To be done — Locate each line in the records below that contains the string "cycling", treating uppercase and lowercase letters as distinct, and copy those lines.

Material provided —
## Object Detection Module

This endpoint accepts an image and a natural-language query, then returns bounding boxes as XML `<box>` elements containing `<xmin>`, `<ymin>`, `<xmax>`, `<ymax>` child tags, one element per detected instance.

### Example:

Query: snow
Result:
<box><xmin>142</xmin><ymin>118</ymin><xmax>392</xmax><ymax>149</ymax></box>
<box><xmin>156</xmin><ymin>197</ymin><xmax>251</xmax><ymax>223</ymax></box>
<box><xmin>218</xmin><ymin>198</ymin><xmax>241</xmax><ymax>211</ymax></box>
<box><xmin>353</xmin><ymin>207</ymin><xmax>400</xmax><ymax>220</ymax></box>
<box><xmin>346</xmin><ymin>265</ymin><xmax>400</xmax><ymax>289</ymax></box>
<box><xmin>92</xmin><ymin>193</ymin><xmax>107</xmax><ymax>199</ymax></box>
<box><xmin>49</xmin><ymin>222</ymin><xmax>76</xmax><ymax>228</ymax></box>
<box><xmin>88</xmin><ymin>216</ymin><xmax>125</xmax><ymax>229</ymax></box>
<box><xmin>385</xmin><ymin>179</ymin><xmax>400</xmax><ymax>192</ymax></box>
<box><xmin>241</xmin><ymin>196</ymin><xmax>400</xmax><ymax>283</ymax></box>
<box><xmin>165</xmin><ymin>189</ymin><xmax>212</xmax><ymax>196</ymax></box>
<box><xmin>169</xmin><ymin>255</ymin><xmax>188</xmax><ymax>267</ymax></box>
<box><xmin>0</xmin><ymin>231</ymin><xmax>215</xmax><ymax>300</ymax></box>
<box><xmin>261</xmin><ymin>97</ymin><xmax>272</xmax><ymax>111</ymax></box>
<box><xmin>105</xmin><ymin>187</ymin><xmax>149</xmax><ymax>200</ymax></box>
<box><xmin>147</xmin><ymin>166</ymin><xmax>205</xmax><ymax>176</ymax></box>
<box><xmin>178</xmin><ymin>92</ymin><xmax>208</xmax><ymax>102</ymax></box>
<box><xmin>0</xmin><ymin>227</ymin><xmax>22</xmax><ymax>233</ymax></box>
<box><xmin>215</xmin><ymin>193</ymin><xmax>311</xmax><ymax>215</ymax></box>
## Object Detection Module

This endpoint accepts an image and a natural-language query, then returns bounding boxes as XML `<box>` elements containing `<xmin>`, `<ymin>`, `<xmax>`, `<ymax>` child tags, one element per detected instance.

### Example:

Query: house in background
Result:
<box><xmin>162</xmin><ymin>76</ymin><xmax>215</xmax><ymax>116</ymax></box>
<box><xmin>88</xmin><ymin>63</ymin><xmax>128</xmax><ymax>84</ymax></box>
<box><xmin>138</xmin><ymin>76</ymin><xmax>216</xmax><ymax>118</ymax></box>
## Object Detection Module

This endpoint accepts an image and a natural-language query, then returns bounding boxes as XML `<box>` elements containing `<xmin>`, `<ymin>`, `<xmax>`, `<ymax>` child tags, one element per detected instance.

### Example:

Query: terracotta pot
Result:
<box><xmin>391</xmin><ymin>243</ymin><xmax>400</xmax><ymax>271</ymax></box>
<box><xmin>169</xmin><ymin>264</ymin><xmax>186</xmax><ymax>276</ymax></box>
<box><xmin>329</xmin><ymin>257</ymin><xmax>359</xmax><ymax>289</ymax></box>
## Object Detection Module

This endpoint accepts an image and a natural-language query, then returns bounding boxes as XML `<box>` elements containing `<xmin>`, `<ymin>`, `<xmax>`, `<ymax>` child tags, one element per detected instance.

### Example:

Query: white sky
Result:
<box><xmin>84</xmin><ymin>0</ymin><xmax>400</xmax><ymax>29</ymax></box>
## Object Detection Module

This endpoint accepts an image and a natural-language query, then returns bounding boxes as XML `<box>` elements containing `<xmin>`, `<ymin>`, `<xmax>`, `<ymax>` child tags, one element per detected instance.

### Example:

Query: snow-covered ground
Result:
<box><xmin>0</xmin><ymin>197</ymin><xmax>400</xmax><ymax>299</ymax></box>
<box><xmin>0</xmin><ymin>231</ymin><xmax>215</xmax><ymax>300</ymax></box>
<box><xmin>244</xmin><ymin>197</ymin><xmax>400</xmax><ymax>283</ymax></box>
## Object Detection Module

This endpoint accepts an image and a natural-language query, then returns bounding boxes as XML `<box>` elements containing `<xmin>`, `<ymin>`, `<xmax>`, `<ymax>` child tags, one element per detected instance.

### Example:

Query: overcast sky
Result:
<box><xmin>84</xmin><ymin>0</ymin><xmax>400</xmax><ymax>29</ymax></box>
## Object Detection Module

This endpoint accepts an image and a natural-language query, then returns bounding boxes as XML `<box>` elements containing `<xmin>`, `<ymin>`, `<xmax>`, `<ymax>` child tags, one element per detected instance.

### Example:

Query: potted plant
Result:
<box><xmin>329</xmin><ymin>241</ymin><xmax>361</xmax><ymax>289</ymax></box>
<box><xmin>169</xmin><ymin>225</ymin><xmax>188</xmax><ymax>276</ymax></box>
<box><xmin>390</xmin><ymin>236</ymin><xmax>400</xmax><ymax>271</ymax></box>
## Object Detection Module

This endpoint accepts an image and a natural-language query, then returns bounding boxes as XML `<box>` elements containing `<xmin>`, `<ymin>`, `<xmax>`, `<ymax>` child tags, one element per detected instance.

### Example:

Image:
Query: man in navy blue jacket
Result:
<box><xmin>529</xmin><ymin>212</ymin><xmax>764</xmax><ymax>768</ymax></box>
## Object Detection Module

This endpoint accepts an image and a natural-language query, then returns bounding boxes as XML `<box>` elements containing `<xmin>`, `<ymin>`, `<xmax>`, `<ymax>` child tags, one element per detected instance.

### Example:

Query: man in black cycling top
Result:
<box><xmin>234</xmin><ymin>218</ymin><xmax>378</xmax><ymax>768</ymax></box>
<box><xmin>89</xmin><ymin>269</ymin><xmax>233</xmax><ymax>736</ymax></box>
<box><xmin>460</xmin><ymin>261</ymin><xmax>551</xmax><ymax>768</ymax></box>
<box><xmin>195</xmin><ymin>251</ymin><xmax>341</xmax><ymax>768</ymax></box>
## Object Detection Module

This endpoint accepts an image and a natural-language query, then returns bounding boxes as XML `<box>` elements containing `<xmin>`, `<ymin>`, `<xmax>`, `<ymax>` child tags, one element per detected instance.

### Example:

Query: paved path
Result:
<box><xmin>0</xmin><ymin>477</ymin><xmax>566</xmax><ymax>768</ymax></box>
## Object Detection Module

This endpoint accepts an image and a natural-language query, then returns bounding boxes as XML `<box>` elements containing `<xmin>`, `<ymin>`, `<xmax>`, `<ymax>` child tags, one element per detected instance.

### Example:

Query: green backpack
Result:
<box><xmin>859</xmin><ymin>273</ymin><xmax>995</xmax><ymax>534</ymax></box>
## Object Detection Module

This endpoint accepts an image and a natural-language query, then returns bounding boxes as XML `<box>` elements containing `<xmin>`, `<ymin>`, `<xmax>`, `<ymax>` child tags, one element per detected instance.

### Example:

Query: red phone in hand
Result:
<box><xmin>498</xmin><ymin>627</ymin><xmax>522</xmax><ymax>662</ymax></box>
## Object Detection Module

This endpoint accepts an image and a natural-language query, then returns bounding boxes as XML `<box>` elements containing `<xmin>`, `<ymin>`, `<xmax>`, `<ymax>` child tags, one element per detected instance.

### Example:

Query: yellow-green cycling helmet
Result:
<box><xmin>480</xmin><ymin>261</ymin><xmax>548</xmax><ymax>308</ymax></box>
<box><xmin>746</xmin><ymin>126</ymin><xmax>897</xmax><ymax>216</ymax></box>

Task response —
Query: man in black cycling top
Query: yellow-green cycling helmet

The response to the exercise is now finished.